**TO DO:**
A) In the footballer biography, which club did Hallam join on a free transfer on 25 January 2019?
B) Collect every line of the records that contains the string "roof". Case counts.

**TEXT:**
=======

Jordan Paul Hallam (born 6 October 1998) is an English professional footballer who plays as a midfielder for Ilkeston Town on loan from Scunthorpe United.

Career
Born in Sheffield, Hallam came through the Academy at Sheffield United to make his senior debut for the "Blades" in a 4–2 victory over Grimsby Town in an EFL Trophy match on 9 November 2016.

On 24 February 2018, Hallam attended a trial with Norwegian second tier team Viking. Approximately two weeks later he agreed to go on loan to Viking until the end of June. Viking had the option to sign him permanently after his loan expired, but decided not to do so.

On 23 November 2018, Hallam joined National League side Chesterfield on a one-month loan deal. A day later, he scored on his debut in a 1–1 draw with Eastleigh.

On 25 January 2019, Hallam joined Scunthorpe United on a free transfer.

In February 2023, having recently returned from a long-term injury, Hallam joined Ilkeston Town on an initial one-month loan deal alongside teammate Mason O'Malley.

=======

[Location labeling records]

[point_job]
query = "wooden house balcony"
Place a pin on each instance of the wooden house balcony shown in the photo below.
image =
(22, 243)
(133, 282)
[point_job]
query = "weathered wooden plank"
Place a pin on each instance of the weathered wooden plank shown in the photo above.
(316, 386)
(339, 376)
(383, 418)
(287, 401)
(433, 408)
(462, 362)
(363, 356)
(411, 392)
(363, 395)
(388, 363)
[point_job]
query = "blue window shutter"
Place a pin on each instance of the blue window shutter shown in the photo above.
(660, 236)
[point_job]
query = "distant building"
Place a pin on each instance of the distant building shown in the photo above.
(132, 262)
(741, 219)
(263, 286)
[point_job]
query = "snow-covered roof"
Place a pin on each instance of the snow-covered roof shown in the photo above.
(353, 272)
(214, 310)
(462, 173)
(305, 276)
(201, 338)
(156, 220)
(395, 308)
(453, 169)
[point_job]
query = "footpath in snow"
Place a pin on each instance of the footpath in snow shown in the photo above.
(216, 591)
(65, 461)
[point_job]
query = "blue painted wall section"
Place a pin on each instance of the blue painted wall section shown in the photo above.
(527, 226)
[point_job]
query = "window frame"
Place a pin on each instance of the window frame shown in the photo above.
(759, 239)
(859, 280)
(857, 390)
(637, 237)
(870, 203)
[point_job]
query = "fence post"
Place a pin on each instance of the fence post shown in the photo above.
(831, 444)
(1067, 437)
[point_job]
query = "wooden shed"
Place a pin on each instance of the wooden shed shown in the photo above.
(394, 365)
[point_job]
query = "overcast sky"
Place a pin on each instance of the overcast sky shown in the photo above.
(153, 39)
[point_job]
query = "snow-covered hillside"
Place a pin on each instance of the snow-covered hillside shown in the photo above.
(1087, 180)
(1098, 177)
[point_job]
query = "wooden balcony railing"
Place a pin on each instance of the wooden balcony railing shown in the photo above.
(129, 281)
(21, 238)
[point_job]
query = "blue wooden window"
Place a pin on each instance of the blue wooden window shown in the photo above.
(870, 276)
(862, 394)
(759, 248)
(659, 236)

=======

**THE RESULTS:**
A) Scunthorpe United

B)
query = "snow-covered roof"
Place a pin on each instance of the snow-covered roof shown in the photo above.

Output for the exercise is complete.